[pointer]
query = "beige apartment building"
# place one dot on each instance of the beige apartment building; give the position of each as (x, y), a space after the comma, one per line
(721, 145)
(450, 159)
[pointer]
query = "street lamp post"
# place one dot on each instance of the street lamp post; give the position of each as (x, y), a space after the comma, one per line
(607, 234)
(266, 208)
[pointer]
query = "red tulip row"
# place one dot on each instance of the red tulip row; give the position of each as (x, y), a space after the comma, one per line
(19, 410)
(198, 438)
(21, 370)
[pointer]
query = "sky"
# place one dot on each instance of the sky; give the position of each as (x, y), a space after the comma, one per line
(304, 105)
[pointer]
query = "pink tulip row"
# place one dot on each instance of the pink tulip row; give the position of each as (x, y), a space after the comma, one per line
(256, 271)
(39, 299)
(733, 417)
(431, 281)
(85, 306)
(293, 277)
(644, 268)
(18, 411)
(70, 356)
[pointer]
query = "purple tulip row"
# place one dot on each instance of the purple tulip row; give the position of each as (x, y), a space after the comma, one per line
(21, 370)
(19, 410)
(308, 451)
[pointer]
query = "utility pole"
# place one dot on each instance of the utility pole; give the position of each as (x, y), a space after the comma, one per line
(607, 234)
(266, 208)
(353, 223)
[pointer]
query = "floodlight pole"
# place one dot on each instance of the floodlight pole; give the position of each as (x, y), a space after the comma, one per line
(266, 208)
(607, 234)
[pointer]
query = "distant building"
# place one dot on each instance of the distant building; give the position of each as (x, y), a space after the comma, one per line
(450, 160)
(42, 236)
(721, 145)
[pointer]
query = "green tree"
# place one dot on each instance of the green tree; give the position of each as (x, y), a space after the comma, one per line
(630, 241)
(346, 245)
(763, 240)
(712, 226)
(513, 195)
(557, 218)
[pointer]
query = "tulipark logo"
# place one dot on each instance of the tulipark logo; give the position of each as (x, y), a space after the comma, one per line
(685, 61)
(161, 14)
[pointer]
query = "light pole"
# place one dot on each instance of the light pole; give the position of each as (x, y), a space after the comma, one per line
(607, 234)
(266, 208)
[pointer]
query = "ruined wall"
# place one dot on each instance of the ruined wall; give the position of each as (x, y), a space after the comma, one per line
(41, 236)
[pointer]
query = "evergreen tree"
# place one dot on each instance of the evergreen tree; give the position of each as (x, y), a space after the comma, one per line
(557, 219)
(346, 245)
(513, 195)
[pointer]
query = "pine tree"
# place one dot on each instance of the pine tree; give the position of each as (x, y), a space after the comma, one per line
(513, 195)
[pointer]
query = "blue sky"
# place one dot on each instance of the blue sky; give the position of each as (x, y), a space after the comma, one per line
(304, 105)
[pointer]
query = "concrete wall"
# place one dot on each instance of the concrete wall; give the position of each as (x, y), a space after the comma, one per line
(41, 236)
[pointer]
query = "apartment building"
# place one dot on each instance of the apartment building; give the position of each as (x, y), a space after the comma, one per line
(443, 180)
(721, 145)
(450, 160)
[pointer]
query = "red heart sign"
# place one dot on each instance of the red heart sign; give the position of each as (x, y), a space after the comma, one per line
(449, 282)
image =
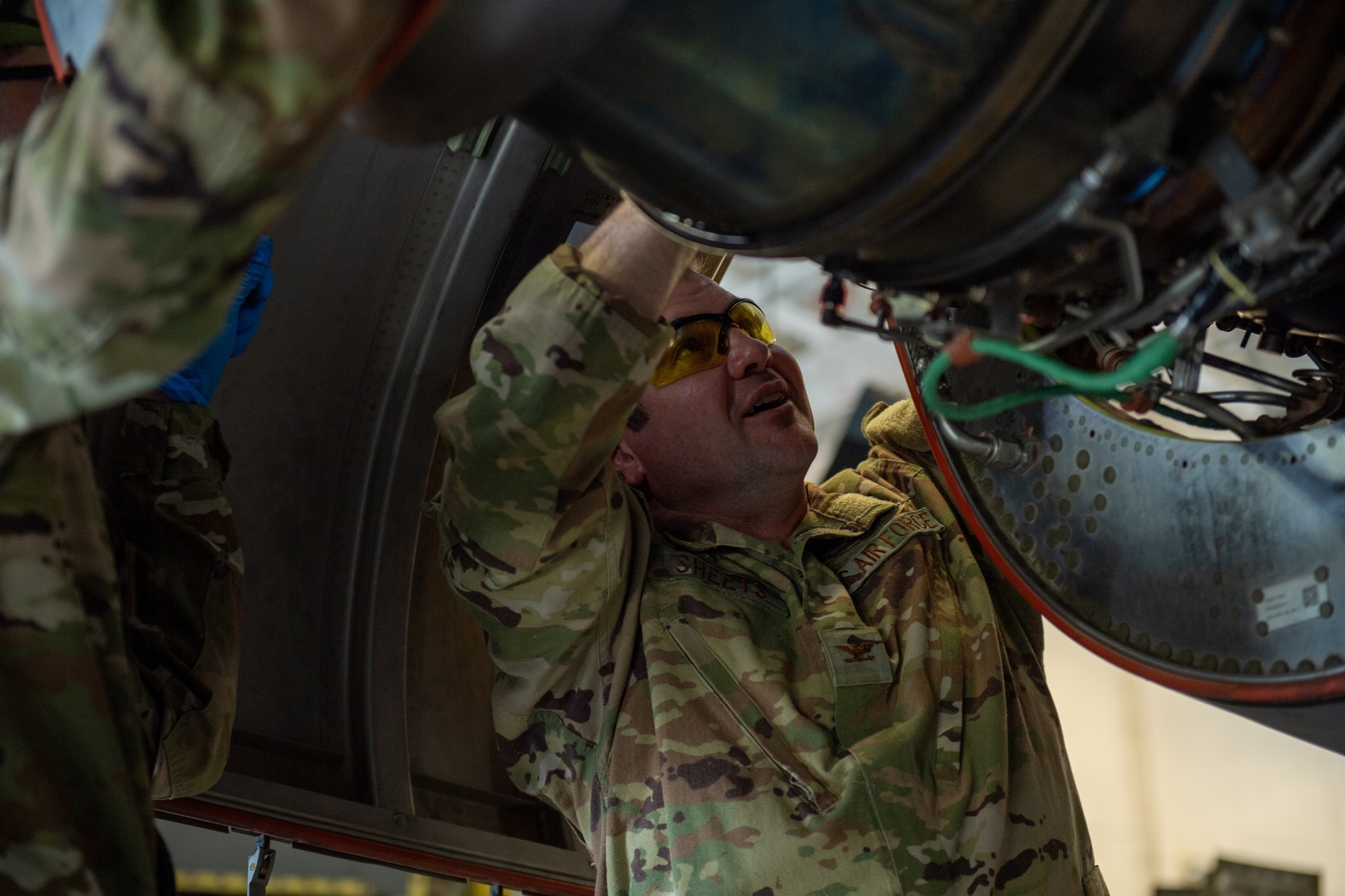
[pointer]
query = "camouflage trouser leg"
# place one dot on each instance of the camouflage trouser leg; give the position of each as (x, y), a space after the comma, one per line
(75, 797)
(162, 469)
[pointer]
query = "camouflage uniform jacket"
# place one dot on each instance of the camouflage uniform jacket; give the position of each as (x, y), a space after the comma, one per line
(857, 712)
(128, 212)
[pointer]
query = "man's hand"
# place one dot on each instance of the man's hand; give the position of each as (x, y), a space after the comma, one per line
(636, 259)
(196, 382)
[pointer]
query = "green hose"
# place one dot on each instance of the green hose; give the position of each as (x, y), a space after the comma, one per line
(1157, 353)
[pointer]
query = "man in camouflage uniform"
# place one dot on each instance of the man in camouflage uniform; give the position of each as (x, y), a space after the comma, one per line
(730, 681)
(128, 212)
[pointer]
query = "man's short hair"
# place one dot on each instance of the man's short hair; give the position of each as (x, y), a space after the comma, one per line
(638, 420)
(711, 266)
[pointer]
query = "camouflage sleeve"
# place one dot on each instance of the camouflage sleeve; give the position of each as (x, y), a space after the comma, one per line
(896, 431)
(536, 525)
(162, 467)
(130, 208)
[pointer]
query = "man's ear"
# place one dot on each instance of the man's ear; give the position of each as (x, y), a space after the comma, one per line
(627, 464)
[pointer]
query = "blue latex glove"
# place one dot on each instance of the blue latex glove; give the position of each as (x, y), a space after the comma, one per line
(197, 382)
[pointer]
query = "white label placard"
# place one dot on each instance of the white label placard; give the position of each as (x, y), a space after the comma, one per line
(1292, 602)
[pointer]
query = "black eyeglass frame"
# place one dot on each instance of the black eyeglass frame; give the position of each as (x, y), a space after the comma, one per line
(726, 322)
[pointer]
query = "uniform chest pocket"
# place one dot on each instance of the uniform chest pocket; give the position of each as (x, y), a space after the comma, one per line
(755, 721)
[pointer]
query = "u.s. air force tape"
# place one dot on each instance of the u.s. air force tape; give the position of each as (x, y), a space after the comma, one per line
(888, 540)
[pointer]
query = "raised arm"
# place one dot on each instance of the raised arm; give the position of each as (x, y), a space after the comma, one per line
(537, 528)
(130, 208)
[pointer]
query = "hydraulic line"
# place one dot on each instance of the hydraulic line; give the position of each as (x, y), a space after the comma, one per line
(1258, 376)
(1252, 399)
(1157, 353)
(1215, 412)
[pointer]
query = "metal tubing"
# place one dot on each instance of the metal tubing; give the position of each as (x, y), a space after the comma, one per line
(1260, 376)
(1252, 399)
(992, 450)
(1128, 256)
(1215, 412)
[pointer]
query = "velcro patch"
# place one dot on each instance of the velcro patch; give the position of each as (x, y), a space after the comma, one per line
(856, 657)
(887, 541)
(676, 564)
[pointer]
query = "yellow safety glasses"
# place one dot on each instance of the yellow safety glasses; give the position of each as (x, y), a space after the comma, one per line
(701, 342)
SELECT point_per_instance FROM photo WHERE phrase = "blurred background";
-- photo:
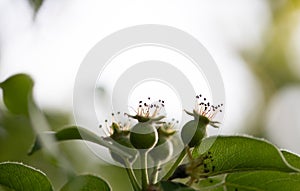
(255, 43)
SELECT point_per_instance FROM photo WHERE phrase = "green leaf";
(36, 4)
(86, 183)
(172, 186)
(69, 133)
(227, 154)
(291, 158)
(17, 91)
(18, 176)
(77, 133)
(257, 180)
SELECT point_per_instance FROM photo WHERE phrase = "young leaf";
(18, 176)
(17, 91)
(291, 158)
(257, 180)
(171, 186)
(77, 133)
(86, 183)
(227, 154)
(36, 4)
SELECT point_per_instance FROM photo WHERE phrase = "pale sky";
(52, 47)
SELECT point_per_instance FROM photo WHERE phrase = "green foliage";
(256, 180)
(292, 159)
(227, 154)
(18, 176)
(219, 163)
(17, 92)
(69, 133)
(171, 186)
(86, 183)
(36, 4)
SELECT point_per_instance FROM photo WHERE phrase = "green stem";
(175, 165)
(154, 174)
(144, 170)
(132, 177)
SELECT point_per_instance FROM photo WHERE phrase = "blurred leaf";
(78, 133)
(86, 183)
(292, 158)
(18, 176)
(172, 186)
(227, 154)
(69, 133)
(36, 4)
(17, 92)
(258, 180)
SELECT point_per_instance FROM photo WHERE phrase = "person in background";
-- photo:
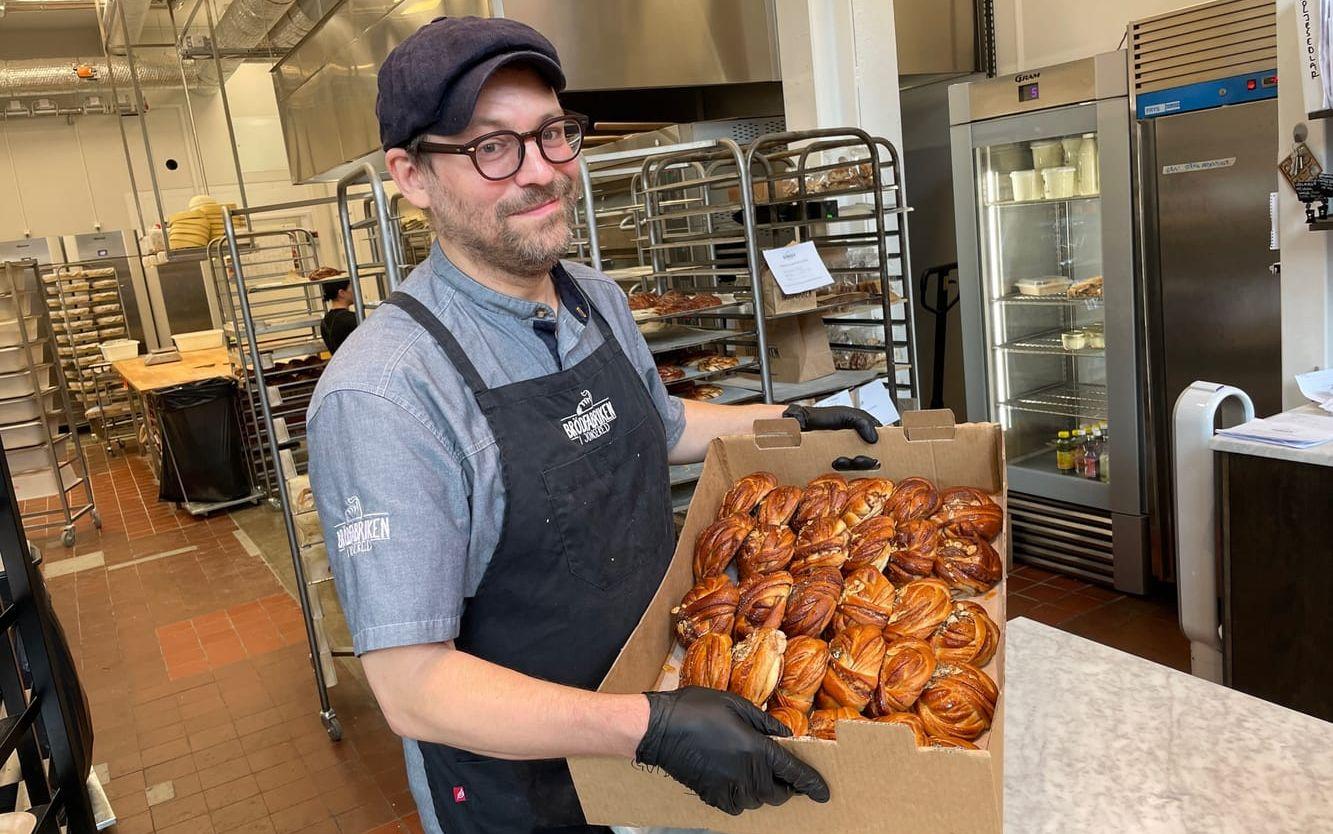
(340, 320)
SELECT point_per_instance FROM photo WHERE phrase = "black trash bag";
(203, 448)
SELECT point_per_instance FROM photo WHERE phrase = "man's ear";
(408, 176)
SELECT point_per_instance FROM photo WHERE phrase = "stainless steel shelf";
(1081, 401)
(1053, 201)
(787, 392)
(679, 337)
(699, 376)
(1047, 344)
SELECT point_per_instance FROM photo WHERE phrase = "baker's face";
(521, 224)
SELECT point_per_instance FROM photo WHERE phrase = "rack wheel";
(332, 726)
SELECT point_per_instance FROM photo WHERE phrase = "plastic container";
(1048, 153)
(1088, 181)
(1048, 285)
(1059, 183)
(119, 349)
(1027, 185)
(199, 340)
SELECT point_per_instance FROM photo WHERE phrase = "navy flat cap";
(429, 83)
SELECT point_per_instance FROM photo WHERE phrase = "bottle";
(1064, 453)
(1092, 454)
(1087, 176)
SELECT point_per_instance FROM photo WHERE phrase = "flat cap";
(429, 83)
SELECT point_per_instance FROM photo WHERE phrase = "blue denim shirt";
(403, 464)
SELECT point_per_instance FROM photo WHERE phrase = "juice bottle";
(1092, 456)
(1064, 453)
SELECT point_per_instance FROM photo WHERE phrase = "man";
(339, 321)
(489, 554)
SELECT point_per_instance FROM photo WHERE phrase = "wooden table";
(193, 365)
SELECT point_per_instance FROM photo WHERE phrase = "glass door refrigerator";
(1048, 301)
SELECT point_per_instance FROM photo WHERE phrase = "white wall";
(65, 189)
(1032, 33)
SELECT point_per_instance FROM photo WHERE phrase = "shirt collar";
(571, 296)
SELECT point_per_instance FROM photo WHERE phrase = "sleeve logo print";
(359, 529)
(589, 421)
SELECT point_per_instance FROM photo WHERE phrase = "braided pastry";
(719, 542)
(919, 608)
(968, 636)
(768, 548)
(709, 606)
(745, 493)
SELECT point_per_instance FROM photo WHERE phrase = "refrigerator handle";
(1196, 517)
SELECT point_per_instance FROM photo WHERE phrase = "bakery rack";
(37, 422)
(843, 189)
(277, 344)
(87, 309)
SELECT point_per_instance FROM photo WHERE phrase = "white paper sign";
(873, 397)
(797, 268)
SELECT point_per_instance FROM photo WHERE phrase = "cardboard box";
(881, 782)
(799, 348)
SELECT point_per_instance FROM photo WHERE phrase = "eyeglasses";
(499, 155)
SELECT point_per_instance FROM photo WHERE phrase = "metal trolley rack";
(269, 336)
(41, 444)
(85, 311)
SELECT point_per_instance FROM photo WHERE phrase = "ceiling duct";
(57, 77)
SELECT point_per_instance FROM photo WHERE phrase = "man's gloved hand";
(716, 744)
(832, 417)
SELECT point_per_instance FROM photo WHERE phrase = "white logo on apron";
(589, 421)
(359, 530)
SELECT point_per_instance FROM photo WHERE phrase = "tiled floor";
(195, 664)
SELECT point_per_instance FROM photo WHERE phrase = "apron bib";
(585, 541)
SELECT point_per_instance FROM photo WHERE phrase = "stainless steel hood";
(327, 84)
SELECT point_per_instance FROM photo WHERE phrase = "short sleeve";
(396, 518)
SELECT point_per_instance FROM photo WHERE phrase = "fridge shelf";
(1091, 303)
(1047, 344)
(1045, 201)
(1077, 400)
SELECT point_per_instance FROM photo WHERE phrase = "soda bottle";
(1064, 453)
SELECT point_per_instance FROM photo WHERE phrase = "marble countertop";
(1097, 740)
(1320, 456)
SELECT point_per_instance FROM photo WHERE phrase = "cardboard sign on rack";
(799, 349)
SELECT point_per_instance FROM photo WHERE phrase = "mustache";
(533, 196)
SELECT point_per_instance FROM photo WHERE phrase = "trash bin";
(203, 446)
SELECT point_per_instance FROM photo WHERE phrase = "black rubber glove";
(833, 417)
(717, 745)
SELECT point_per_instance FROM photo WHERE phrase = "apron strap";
(424, 317)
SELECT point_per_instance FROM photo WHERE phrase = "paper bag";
(799, 349)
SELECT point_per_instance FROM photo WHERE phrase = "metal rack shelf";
(1047, 344)
(1081, 401)
(679, 337)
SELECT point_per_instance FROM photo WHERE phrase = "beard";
(495, 237)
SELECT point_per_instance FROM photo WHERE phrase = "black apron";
(585, 542)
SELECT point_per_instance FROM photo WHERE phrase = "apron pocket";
(597, 501)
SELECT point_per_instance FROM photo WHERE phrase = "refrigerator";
(1044, 216)
(1211, 293)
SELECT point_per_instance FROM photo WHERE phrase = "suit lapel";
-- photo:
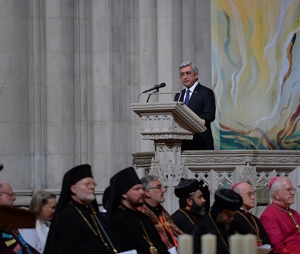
(194, 94)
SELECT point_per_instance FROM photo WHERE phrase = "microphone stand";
(149, 95)
(156, 92)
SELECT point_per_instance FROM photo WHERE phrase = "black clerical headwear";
(120, 183)
(186, 188)
(228, 199)
(71, 177)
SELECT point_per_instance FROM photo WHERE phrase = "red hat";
(273, 180)
(236, 185)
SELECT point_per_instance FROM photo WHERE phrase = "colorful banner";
(256, 74)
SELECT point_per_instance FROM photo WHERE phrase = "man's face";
(188, 76)
(83, 191)
(226, 217)
(285, 196)
(7, 196)
(197, 203)
(48, 209)
(135, 195)
(156, 193)
(247, 194)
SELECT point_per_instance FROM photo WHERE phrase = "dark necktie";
(187, 97)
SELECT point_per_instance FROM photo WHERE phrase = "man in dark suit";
(200, 100)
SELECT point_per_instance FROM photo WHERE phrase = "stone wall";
(69, 71)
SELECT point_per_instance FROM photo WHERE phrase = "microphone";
(156, 87)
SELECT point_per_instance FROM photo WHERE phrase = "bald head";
(282, 191)
(7, 196)
(246, 192)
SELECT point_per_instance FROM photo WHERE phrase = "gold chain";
(186, 216)
(290, 214)
(226, 245)
(255, 229)
(152, 249)
(90, 226)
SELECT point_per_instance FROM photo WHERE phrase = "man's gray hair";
(146, 180)
(189, 63)
(277, 185)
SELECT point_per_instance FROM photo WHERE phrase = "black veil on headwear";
(226, 199)
(71, 177)
(120, 183)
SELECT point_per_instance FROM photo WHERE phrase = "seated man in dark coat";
(133, 229)
(246, 222)
(77, 225)
(219, 220)
(12, 240)
(191, 204)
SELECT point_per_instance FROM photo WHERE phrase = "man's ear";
(189, 201)
(73, 189)
(276, 195)
(147, 194)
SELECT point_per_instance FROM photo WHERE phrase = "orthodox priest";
(246, 222)
(191, 204)
(77, 225)
(133, 229)
(154, 197)
(219, 220)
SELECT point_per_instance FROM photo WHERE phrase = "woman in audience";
(44, 203)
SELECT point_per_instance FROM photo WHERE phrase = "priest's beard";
(86, 197)
(226, 224)
(198, 210)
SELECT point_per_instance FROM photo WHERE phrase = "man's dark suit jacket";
(202, 102)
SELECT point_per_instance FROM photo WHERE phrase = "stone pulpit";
(167, 124)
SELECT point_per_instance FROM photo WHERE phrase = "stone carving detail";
(167, 136)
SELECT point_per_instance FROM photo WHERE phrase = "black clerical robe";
(206, 225)
(134, 229)
(74, 231)
(184, 220)
(243, 221)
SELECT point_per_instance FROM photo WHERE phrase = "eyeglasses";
(188, 73)
(290, 190)
(89, 183)
(9, 194)
(158, 187)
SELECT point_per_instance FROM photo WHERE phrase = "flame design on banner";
(256, 74)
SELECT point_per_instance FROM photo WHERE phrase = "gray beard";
(198, 210)
(227, 226)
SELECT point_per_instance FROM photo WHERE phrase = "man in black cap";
(191, 205)
(77, 225)
(134, 230)
(219, 220)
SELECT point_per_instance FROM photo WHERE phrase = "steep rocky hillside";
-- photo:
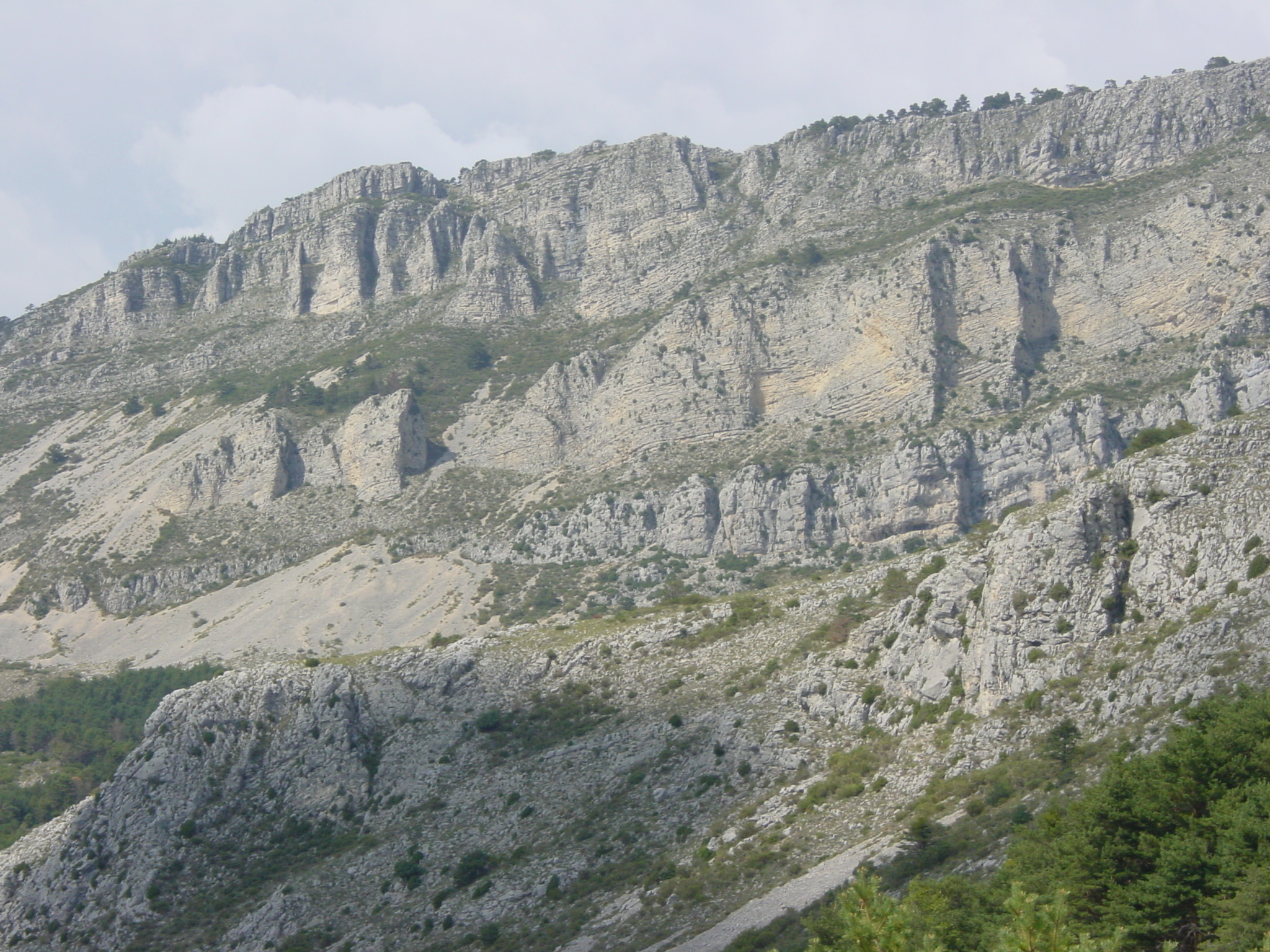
(683, 517)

# # # # #

TASK GOAL -
Search the data for the string "background" and copy every line where it appears.

OUTPUT -
SELECT point_per_instance FROM photo WHERE phrase = "blurred background";
SELECT point_per_instance FROM photo WHERE phrase = "person in background";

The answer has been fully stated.